═══ Data listing ═══

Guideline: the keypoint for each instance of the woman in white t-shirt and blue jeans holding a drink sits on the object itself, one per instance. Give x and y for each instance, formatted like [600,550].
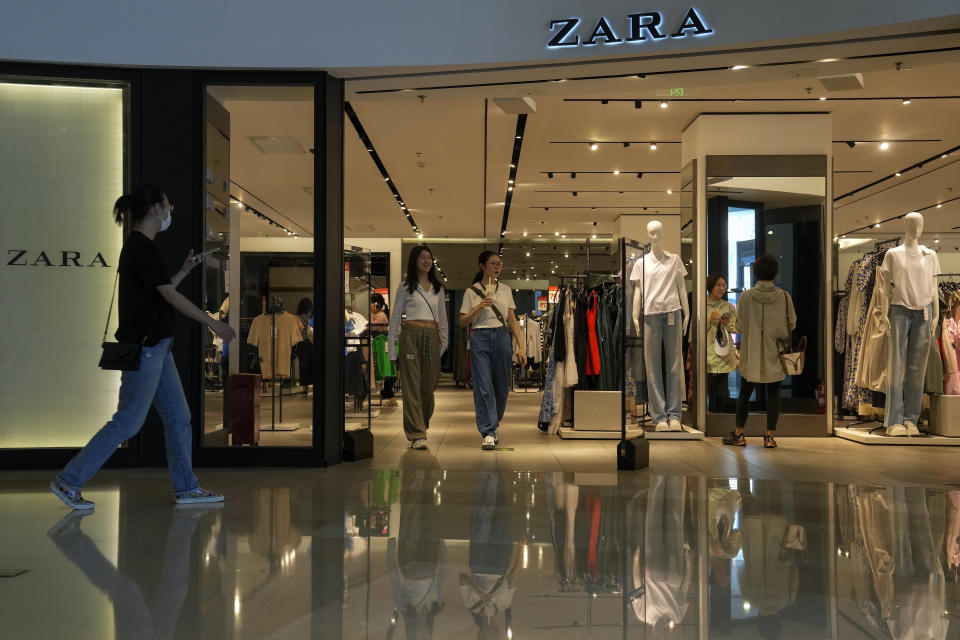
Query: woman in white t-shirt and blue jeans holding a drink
[488,310]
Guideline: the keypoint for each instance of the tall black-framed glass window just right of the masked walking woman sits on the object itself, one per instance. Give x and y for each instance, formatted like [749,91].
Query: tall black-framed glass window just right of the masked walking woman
[259,273]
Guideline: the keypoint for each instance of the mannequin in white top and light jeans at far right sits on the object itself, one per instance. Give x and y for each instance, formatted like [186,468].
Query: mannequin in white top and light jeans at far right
[909,315]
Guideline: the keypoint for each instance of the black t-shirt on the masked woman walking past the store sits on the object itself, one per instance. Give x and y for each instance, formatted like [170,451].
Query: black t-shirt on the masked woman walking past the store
[140,306]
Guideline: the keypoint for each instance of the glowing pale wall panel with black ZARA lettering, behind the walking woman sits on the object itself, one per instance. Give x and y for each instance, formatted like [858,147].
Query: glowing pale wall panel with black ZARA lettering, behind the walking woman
[62,166]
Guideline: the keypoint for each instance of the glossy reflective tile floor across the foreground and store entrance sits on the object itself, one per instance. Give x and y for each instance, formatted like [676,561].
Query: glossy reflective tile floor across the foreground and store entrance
[821,538]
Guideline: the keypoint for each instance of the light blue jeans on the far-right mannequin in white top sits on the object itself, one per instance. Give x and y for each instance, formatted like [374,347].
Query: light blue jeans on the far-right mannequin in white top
[907,351]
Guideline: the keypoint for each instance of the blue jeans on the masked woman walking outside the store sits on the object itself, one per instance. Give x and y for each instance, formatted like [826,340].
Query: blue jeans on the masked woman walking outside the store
[156,382]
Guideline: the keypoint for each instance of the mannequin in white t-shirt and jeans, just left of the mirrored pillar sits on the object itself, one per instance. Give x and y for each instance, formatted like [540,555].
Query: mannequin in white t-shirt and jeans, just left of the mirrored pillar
[660,297]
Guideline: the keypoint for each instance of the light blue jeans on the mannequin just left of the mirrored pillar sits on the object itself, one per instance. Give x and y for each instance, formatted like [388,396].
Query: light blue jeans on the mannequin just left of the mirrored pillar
[661,338]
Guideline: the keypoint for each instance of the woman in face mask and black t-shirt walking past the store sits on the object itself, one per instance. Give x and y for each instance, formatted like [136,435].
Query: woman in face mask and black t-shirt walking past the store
[146,300]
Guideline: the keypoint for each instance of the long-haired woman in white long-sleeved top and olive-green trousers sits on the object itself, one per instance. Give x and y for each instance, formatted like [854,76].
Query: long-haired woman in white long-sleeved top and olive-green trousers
[423,340]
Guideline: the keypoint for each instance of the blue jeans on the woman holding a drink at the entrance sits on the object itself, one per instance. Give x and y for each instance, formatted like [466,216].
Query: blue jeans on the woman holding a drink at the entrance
[490,355]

═══

Required work » Without the pictures, return the entries exactly as they appear.

Answer space »
Guideline: the keypoint for each instance of the woman in white t-shirt and blue jeans holding a drink sits on the object itself, one per instance. Give x and y for each instance, formatted like [600,550].
Query: woman in white t-shirt and blue jeans holding a drink
[488,310]
Guideline: the keypoint for each instance of the tall black-framed glass window just right of the masked walking woman sits on the object itself, one per instance. Give x and y for each instance, formatted like [749,91].
Query: tall black-framed glass window just right of the masked walking woman
[259,273]
Guideline: the keypoint for each instance of the mannequin in white top and light jeans at far right sits on the object itself, one per instance. Give x and y for each instance, formatted like [186,468].
Query: mannequin in white top and light jeans at far right
[909,315]
Guideline: the keypoint for each instance of the black t-shirt on the masked woman walking past the store sits on the object itself, one per instance. Give x and y for each instance, formatted like [170,451].
Query: black t-shirt on the masked woman walking past the store
[140,306]
Guideline: the keypoint for each instance of the glowing pale wall panel with black ZARA lettering, behind the walking woman sits on the object itself, one per instance. Give x and y for each instance, formatted like [858,147].
Query: glowing pale wall panel with black ZARA lettering, behind the walking woman
[62,166]
Guideline: the keypoint for each instance of the glossy reflective tile floor across the foreground and store entrance sits on the object itself, one per instance. Give x and y for each instance, formatted like [676,561].
Query: glossy reflective tile floor across the foreground and store entrance
[821,538]
Guideline: the keypoint for each instance of the light blue jeans on the far-right mannequin in white top sits on the object itself, one per instance. Give x and y for each instance, formatted like [374,347].
Query: light blue jeans on the far-right mannequin in white top
[907,351]
Guideline: the keypoint for each instance of the blue jeans on the masked woman walking outside the store sits on the object itself, one per instance. Give x and y for each instance, formatted like [826,340].
Query: blue jeans on the masked woman walking outside the store
[156,382]
Guideline: the keypoint for each instance of the mannequin in white t-shirt and jeans, just left of the mirrored pillar sits on the object itself, one per instance. Give x and y for each instance, formatted like [540,555].
Query: mannequin in white t-shirt and jeans, just left of the mirrored pillar
[660,297]
Guideline: the keypoint for each instance of the light blue jeans on the mannequin just left of the mirrored pillar sits on the object itself, one per instance. Give x and y for each instance, formatted like [388,396].
Query: light blue jeans on the mannequin just left of the mirrored pillar
[661,338]
Guideline: the keypoint for each instance of the woman in face mask and black t-shirt walking past the store sits on the object itself, one per instance. Give x and y for each instance, formatted like [136,435].
Query: woman in face mask and black t-shirt walking past the store
[146,300]
Guideline: the keypoint for each instance of the long-haired woman in white long-sleeved top and olive-green trousers sits on the object itself, one per instance. Give x and y for each instance, formatted like [854,76].
Query: long-haired woman in white long-sleeved top and olive-green trousers
[423,340]
Guideline: the keypoint for each instance of the blue jeans on the woman holding a drink at the entrance sits on the object itself, one per instance. Give x and y for each instance, formatted like [466,216].
Query: blue jeans on the woman holding a drink at the entrance
[490,355]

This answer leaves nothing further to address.